◆ **OBJETIVO**
Indica, por favor, cuántas líneas de los registros contienen la palabra "chair". Responde solo con el número.

(Listado de datos)
● ● ● ● ● ● ●
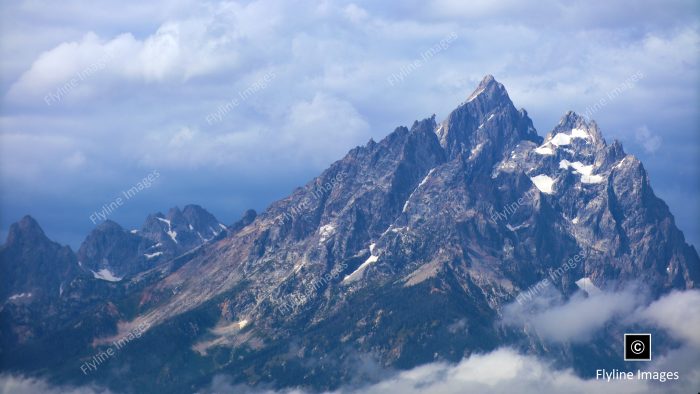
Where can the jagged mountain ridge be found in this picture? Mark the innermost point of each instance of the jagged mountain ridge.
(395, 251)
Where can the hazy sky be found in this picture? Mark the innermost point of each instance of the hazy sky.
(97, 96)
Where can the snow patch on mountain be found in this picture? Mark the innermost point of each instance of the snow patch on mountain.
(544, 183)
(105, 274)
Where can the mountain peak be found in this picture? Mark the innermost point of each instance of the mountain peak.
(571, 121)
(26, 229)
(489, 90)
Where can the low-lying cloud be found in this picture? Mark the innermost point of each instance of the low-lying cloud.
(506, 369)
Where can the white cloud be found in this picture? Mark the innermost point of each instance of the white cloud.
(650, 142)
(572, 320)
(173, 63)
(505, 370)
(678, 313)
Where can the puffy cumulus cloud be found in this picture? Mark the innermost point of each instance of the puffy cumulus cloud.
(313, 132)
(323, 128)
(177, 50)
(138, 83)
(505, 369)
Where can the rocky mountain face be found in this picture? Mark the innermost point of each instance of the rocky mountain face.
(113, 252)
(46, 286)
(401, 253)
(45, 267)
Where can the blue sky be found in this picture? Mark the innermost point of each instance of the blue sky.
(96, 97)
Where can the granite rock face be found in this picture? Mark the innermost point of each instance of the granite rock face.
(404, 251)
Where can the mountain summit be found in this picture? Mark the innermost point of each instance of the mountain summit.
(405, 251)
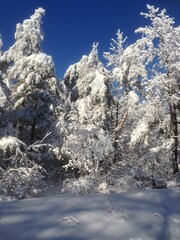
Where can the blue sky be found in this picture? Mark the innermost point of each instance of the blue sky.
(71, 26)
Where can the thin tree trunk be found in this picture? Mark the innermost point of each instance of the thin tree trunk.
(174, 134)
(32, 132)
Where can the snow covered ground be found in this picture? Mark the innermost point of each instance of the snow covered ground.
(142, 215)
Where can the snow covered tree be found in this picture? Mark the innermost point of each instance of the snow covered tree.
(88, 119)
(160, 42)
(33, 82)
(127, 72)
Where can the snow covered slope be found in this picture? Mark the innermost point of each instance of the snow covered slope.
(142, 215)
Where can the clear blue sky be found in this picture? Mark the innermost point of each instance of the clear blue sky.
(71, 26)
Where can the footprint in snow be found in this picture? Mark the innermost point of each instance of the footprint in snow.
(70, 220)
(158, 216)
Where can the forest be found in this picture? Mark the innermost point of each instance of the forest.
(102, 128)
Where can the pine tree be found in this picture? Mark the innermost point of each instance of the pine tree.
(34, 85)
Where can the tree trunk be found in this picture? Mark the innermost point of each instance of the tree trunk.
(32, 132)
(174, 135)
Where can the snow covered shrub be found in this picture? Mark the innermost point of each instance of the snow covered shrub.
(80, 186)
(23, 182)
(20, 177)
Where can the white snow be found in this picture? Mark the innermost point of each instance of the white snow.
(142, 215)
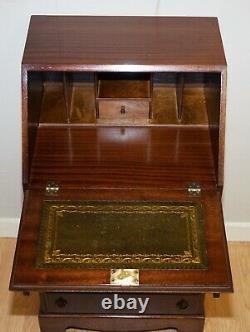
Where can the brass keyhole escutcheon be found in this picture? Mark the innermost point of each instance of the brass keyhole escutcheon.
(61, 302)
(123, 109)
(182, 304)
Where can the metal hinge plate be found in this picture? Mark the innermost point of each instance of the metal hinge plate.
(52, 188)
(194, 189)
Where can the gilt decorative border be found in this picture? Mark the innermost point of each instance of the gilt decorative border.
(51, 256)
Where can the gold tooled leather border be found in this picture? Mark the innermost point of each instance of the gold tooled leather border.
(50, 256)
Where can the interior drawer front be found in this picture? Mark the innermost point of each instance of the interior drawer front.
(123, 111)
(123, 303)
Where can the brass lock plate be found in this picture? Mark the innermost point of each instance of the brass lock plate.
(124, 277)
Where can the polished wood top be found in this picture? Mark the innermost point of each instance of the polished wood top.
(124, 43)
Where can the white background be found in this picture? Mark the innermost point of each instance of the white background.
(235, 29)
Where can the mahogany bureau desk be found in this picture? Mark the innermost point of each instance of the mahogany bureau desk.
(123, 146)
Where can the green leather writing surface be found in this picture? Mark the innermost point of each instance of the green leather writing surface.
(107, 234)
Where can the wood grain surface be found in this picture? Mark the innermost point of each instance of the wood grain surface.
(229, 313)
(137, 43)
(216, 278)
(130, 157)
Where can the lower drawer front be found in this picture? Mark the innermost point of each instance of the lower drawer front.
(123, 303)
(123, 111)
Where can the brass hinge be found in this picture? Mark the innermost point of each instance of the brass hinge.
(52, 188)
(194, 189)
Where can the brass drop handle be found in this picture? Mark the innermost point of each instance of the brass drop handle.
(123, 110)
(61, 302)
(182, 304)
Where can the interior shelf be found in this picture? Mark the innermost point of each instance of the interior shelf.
● ● ● ● ● ● ●
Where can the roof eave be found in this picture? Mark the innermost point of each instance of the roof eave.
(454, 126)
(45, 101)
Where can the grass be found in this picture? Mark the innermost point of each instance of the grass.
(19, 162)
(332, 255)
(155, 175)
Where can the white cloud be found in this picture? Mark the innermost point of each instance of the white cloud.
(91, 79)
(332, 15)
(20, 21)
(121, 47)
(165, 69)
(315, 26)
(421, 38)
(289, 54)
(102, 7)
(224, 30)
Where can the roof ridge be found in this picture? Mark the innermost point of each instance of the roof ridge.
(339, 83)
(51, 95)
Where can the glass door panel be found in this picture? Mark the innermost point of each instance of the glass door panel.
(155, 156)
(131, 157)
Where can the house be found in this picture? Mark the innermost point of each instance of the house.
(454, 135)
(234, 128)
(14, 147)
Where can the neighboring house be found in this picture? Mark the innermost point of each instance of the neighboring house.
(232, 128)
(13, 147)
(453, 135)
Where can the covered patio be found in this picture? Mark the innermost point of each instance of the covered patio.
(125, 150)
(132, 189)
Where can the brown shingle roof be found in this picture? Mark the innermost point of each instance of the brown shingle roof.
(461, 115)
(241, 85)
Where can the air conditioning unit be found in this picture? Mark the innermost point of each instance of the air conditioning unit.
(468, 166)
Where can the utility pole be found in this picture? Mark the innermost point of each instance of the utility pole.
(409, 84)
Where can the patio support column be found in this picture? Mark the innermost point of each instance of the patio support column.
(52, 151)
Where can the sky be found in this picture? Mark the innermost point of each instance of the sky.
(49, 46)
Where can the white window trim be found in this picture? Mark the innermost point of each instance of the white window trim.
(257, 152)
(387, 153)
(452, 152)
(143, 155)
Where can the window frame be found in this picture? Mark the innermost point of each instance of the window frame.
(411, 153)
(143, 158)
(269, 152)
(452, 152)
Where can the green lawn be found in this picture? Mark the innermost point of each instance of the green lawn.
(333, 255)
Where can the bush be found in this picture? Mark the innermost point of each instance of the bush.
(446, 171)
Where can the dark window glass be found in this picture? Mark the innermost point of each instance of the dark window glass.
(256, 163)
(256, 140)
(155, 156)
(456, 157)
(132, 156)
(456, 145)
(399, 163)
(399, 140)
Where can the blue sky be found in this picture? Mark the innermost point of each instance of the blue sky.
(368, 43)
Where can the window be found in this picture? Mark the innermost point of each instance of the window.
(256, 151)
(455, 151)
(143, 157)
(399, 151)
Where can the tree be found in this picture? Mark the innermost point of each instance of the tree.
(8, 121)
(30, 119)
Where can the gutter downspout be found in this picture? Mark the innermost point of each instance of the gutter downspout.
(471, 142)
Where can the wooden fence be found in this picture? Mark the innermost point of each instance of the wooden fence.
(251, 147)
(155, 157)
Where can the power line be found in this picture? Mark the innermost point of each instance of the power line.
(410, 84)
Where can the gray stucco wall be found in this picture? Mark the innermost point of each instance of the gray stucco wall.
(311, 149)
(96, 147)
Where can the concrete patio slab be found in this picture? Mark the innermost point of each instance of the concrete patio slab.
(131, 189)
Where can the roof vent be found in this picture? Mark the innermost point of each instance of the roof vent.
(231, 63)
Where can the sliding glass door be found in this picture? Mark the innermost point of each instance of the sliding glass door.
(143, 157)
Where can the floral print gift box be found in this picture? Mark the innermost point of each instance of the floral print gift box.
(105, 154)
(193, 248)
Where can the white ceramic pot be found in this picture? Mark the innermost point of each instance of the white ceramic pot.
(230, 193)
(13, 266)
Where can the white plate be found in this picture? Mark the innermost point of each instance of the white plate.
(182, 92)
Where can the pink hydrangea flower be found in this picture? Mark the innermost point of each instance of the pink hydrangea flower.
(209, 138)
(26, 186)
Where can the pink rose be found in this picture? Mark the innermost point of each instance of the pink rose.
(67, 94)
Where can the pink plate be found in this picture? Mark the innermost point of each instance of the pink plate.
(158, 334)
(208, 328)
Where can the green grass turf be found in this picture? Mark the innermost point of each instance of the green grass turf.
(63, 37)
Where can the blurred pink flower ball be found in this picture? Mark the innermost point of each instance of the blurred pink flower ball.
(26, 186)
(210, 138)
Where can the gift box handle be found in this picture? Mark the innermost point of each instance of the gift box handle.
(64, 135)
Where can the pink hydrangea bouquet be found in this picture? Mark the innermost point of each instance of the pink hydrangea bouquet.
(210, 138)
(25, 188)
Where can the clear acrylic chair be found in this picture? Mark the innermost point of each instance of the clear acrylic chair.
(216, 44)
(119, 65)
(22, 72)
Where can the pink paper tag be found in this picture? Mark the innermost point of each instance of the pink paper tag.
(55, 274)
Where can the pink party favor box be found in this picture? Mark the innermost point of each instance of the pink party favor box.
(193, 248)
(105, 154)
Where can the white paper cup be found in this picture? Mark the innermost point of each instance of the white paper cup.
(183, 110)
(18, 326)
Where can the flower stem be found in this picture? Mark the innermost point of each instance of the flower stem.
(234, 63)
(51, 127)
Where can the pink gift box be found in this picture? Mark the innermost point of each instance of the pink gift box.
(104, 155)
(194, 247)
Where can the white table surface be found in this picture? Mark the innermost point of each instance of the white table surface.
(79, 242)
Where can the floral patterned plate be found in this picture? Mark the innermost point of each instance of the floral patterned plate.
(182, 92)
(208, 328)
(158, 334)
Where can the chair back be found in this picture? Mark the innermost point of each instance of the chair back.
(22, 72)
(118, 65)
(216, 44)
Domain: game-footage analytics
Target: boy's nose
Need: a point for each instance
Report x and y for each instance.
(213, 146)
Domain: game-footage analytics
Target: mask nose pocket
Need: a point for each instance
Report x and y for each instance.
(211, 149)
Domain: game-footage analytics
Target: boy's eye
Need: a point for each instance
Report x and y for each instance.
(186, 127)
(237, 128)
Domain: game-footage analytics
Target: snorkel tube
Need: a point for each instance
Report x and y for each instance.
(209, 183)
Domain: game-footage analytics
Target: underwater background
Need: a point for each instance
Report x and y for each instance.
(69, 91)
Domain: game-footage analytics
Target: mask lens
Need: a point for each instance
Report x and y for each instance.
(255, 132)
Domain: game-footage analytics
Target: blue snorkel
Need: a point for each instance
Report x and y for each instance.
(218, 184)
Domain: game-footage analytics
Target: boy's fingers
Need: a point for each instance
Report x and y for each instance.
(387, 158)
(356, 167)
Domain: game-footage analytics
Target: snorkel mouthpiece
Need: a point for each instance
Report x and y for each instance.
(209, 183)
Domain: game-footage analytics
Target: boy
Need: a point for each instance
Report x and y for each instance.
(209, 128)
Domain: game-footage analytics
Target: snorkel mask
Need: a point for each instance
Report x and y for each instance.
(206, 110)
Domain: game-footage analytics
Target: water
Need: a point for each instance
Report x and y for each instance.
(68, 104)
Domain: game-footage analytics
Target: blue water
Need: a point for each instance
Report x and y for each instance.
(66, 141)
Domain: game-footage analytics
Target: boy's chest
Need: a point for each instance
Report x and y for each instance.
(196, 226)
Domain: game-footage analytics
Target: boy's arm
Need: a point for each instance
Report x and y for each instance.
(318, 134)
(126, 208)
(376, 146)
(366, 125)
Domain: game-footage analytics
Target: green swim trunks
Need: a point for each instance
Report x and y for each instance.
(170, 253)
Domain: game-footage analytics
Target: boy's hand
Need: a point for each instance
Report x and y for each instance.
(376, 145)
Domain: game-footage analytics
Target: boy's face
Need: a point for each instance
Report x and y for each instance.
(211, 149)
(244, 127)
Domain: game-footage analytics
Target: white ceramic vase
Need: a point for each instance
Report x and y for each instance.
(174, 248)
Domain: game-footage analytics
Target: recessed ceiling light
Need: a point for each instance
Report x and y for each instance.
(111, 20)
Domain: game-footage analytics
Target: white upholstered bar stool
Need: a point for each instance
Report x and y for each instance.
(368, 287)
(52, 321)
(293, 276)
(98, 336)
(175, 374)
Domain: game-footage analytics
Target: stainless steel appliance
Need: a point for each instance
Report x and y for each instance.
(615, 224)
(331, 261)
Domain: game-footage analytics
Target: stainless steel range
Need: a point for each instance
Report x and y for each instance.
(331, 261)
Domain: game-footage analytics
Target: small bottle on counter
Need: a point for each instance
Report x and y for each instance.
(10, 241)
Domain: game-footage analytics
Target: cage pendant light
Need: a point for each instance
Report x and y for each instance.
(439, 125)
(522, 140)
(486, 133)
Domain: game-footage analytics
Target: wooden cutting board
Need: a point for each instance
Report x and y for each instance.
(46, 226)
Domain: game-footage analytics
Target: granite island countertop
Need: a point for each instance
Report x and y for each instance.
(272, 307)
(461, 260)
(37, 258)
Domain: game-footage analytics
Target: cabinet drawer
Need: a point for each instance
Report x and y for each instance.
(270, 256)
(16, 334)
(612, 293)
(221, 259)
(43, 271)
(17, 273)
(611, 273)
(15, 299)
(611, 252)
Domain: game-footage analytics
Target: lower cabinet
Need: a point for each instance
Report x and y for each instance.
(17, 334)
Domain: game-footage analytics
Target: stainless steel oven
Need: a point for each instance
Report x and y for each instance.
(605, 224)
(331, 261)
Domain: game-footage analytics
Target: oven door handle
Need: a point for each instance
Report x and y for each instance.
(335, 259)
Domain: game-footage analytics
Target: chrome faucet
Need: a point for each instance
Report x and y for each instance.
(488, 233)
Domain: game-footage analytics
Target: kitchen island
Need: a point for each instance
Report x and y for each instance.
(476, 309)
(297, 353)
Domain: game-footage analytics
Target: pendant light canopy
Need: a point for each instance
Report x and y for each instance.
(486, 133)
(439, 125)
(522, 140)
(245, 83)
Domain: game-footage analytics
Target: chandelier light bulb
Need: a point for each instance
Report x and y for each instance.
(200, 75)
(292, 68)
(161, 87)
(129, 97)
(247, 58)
● ● ● ● ● ● ●
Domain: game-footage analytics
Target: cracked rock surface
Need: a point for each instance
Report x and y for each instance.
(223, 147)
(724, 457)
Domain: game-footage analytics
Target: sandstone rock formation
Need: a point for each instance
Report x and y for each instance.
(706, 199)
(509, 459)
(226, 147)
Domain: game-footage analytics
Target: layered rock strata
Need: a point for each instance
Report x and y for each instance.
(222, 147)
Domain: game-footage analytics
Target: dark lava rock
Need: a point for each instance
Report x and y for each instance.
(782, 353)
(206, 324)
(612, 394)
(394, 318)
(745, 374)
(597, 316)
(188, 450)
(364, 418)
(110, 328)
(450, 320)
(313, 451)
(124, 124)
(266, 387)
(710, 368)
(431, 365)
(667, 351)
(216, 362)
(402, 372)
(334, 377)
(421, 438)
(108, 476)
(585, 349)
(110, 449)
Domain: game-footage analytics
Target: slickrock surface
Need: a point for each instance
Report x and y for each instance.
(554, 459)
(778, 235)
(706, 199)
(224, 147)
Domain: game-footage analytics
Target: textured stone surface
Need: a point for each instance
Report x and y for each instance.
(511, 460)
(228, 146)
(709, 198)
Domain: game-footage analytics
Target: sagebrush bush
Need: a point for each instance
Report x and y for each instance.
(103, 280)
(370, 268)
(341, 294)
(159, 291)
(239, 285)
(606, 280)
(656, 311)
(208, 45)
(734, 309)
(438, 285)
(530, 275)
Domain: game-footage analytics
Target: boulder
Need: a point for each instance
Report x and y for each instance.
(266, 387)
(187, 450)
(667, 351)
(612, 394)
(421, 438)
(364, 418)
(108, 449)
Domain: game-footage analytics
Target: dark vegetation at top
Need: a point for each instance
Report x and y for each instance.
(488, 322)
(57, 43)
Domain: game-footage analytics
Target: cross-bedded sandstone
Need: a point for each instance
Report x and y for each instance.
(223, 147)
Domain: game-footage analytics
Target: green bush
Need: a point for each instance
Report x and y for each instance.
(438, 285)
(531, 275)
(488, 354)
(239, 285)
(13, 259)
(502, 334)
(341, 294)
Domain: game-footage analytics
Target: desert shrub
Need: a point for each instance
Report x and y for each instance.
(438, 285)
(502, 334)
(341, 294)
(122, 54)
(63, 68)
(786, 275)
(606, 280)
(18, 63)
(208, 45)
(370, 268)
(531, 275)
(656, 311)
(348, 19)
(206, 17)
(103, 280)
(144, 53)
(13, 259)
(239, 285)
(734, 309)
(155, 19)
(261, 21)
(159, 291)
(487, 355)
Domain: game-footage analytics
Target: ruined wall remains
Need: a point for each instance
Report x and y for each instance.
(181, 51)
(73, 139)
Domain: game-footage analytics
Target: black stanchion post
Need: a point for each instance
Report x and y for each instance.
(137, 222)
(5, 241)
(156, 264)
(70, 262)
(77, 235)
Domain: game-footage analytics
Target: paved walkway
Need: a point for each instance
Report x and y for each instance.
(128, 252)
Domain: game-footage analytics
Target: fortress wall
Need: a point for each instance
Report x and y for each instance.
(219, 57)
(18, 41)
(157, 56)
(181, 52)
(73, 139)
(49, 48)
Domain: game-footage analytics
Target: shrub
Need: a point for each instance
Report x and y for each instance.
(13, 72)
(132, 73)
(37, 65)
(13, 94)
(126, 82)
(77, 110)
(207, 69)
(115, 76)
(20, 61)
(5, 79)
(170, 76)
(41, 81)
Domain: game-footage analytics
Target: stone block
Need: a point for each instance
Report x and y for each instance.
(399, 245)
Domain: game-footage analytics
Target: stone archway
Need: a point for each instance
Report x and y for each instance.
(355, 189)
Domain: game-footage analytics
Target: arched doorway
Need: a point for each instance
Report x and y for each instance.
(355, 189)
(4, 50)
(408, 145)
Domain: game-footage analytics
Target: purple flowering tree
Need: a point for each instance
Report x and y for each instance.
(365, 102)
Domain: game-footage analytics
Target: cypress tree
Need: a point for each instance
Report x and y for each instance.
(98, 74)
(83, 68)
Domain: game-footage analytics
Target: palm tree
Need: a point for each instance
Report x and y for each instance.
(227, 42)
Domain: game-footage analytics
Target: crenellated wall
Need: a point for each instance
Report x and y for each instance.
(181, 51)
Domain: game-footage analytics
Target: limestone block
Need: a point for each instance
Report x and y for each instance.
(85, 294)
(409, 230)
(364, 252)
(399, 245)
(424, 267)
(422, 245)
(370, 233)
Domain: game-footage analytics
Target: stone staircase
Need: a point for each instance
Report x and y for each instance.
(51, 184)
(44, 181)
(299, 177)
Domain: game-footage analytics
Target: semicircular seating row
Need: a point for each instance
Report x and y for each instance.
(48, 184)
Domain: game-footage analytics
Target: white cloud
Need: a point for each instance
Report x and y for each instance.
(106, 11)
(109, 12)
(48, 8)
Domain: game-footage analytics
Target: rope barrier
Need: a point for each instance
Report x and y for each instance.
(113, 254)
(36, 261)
● ● ● ● ● ● ●
◆ **SOLUCIÓN**
2